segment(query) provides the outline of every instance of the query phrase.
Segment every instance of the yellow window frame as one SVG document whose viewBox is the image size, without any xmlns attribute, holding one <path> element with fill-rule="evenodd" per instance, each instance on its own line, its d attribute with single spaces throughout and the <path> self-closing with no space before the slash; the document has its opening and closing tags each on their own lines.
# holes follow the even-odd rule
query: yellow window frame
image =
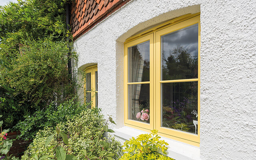
<svg viewBox="0 0 256 160">
<path fill-rule="evenodd" d="M 95 89 L 96 88 L 96 84 L 95 82 L 95 72 L 98 72 L 98 66 L 97 65 L 95 65 L 89 67 L 87 67 L 85 69 L 85 74 L 86 75 L 87 73 L 91 73 L 91 90 L 86 90 L 86 76 L 84 78 L 84 102 L 86 102 L 86 93 L 90 92 L 91 93 L 91 100 L 92 102 L 91 108 L 95 108 L 96 104 L 96 98 L 95 97 L 95 94 L 96 93 L 98 93 L 98 90 L 96 91 Z"/>
<path fill-rule="evenodd" d="M 198 24 L 198 78 L 161 80 L 161 36 L 192 26 Z M 158 130 L 160 136 L 190 144 L 200 146 L 200 14 L 189 14 L 175 18 L 159 26 L 133 36 L 124 43 L 124 125 L 146 132 L 153 129 Z M 128 56 L 129 47 L 148 40 L 150 41 L 150 79 L 148 82 L 128 82 Z M 164 82 L 198 82 L 198 135 L 169 129 L 161 126 L 161 84 Z M 128 117 L 128 85 L 148 83 L 150 89 L 150 124 L 129 120 Z M 152 112 L 153 111 L 153 112 Z"/>
</svg>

####################

• What needs to be done: Rewrite every line of the entries above as a numbered list, leaving out blank lines and any pictures.

• Answer:
1. segment(query) provides the outline of every instance of the query phrase.
2. Segment every instance of the yellow window frame as one SVG document whose viewBox is the image size, without any xmlns attribute, holding one <path> element with fill-rule="evenodd" per instance, each instance on its own line, its d attribute with single spaces throughout and the <path> self-closing with no space before the slash; the document has its opening and closing tags each on their own lines.
3. # holes follow the even-odd rule
4. query: yellow window frame
5. image =
6. <svg viewBox="0 0 256 160">
7. <path fill-rule="evenodd" d="M 95 89 L 96 88 L 96 84 L 95 82 L 95 72 L 98 72 L 98 66 L 97 65 L 95 65 L 89 67 L 87 67 L 85 69 L 85 74 L 86 75 L 87 73 L 91 73 L 91 90 L 86 90 L 86 76 L 84 78 L 84 102 L 86 102 L 86 93 L 90 92 L 91 93 L 91 100 L 92 102 L 91 108 L 95 108 L 96 104 L 96 98 L 95 97 L 95 94 L 96 93 L 98 93 L 98 90 L 96 91 Z"/>
8. <path fill-rule="evenodd" d="M 198 24 L 198 78 L 161 80 L 161 36 L 192 26 Z M 158 130 L 160 136 L 190 144 L 200 146 L 200 14 L 189 14 L 175 18 L 159 26 L 133 36 L 124 43 L 124 125 L 146 132 L 153 129 Z M 128 56 L 129 47 L 148 40 L 150 41 L 150 79 L 148 82 L 128 82 Z M 164 82 L 198 82 L 198 135 L 169 129 L 161 126 L 161 84 Z M 128 117 L 128 85 L 148 83 L 150 89 L 150 124 L 129 120 Z M 152 112 L 153 111 L 153 112 Z"/>
9. </svg>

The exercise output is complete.